* EXERCISE OBJECTIVE *
Show each line of the listing below that contains the word "building". Matching is case-sensitive.

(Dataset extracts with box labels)
————————
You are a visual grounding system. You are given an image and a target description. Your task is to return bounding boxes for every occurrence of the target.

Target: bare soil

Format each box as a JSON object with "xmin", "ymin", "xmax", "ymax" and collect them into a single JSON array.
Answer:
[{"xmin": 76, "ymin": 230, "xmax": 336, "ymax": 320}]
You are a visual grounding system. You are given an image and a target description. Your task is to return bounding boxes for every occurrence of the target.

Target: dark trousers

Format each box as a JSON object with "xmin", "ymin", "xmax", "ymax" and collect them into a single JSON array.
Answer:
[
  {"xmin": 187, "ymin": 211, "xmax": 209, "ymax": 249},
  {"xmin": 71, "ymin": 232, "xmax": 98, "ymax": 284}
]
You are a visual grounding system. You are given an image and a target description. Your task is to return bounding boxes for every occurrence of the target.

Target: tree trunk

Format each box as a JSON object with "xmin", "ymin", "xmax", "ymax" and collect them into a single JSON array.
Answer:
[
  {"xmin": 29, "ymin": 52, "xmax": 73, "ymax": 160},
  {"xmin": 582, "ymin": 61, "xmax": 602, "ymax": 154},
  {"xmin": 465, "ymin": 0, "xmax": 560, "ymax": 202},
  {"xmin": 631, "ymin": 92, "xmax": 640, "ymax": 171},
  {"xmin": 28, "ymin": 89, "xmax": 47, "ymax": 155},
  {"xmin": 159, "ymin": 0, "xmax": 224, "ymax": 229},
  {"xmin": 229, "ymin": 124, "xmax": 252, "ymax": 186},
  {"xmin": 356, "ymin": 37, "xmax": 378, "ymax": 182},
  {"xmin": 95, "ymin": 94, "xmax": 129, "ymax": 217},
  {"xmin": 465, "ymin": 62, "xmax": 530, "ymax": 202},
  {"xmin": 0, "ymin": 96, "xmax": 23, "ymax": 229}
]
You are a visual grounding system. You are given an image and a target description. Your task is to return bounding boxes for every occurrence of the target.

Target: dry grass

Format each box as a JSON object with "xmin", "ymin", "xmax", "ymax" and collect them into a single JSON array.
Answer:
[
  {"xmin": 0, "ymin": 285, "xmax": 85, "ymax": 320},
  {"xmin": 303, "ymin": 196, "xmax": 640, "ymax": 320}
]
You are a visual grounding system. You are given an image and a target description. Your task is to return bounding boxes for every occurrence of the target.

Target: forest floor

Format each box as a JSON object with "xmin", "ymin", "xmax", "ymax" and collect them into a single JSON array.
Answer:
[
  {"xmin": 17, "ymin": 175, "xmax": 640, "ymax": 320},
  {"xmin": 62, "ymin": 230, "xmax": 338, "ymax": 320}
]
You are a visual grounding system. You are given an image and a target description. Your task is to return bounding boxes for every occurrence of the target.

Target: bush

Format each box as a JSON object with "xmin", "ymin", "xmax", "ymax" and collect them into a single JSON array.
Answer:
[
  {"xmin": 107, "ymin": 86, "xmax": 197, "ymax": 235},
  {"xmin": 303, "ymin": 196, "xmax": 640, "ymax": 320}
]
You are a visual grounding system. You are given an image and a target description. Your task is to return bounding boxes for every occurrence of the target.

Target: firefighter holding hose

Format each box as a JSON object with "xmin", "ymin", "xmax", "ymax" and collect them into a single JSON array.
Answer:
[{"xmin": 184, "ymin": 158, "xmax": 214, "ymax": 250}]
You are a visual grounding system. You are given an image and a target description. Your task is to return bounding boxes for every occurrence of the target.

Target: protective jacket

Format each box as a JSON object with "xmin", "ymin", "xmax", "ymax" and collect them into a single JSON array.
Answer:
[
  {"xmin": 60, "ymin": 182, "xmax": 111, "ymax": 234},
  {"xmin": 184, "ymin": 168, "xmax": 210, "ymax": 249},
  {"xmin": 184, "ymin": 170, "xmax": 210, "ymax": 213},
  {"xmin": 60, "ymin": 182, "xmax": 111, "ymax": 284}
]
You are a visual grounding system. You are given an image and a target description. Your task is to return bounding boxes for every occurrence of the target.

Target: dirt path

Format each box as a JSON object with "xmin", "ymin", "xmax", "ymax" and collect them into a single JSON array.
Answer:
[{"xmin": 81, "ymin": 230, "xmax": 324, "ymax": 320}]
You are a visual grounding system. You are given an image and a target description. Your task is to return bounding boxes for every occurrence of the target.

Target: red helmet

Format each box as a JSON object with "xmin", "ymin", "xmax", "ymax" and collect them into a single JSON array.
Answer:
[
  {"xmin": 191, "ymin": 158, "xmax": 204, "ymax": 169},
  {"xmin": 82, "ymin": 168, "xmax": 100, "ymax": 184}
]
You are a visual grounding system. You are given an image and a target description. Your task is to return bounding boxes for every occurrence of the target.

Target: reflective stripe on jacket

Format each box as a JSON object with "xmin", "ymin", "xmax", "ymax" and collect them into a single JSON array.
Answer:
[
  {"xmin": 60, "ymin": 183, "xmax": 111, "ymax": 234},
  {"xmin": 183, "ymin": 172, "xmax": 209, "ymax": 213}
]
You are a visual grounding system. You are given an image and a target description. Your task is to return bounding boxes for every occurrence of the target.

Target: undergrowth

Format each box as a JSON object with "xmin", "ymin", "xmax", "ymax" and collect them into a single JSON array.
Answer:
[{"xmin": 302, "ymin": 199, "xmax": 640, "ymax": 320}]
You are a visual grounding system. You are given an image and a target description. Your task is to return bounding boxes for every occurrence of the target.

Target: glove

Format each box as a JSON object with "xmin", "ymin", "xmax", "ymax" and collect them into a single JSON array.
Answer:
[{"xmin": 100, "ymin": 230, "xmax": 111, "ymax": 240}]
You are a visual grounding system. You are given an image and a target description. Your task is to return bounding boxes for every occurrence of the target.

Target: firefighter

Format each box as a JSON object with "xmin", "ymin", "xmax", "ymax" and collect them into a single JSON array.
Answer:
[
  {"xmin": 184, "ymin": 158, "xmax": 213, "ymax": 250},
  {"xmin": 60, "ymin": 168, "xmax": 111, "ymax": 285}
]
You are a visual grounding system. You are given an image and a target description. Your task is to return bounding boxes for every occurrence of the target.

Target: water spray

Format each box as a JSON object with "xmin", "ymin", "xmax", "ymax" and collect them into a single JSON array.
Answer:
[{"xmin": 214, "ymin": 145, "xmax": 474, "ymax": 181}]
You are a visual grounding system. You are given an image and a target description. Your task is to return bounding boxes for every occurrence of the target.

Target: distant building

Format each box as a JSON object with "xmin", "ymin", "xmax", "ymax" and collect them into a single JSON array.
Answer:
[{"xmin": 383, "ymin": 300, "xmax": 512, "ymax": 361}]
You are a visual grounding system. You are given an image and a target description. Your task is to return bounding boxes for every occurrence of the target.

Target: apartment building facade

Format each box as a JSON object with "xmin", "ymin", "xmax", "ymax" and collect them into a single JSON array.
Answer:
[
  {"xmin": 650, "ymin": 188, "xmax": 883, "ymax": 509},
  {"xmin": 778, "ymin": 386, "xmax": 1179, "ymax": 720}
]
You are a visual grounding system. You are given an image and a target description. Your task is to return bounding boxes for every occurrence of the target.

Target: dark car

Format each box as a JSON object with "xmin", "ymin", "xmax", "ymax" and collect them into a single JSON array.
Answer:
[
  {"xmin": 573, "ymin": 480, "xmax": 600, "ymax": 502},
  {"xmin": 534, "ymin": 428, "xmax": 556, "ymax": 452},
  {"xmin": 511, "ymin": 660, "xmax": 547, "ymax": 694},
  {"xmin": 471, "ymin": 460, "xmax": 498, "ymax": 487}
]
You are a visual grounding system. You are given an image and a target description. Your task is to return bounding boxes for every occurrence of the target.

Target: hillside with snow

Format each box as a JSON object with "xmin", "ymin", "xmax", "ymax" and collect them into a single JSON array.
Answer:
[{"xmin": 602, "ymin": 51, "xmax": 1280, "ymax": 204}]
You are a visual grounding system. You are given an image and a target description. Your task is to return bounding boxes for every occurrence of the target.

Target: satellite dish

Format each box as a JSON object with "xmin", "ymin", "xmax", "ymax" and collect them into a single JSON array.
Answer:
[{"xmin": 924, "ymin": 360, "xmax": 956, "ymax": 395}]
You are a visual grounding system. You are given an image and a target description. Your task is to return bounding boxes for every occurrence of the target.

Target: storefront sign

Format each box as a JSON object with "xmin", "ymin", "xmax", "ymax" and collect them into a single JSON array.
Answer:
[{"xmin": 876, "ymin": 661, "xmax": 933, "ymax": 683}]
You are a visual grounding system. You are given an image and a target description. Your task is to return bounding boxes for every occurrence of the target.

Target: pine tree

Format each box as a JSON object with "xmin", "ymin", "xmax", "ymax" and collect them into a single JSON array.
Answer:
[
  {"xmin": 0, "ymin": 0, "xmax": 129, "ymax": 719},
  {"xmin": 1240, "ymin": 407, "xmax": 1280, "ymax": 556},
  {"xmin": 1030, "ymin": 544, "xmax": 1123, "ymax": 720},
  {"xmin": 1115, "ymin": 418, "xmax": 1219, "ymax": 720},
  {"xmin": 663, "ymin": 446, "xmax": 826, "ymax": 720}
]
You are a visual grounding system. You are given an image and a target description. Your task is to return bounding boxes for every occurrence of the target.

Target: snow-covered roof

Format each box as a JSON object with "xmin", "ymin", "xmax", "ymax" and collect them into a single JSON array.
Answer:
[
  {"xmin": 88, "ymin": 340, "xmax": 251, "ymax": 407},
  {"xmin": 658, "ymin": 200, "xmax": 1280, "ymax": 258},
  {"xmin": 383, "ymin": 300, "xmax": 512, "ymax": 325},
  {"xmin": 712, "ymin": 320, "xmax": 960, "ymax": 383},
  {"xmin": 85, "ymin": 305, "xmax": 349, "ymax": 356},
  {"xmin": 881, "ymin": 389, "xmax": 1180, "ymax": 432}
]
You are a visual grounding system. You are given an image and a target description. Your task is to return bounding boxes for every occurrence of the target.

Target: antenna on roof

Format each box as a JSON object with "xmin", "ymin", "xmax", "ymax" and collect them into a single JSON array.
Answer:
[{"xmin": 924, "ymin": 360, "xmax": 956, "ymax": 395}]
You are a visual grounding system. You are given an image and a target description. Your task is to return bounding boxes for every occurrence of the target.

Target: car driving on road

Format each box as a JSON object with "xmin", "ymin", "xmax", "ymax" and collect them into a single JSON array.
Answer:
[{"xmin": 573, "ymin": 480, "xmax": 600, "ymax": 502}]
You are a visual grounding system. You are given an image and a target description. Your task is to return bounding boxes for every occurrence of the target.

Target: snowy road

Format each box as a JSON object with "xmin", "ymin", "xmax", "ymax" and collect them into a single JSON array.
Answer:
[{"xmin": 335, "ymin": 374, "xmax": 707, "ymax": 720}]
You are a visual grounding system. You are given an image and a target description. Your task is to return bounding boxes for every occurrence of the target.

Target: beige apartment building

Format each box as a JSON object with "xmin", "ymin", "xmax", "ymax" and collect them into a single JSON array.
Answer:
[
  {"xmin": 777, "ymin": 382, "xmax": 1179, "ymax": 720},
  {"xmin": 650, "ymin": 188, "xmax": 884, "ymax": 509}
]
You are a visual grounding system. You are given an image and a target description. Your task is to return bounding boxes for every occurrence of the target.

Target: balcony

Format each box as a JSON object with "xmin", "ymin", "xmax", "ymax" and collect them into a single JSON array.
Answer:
————————
* FINAL ANSWER *
Target: distant building
Target: apartment building facade
Target: beige apartment building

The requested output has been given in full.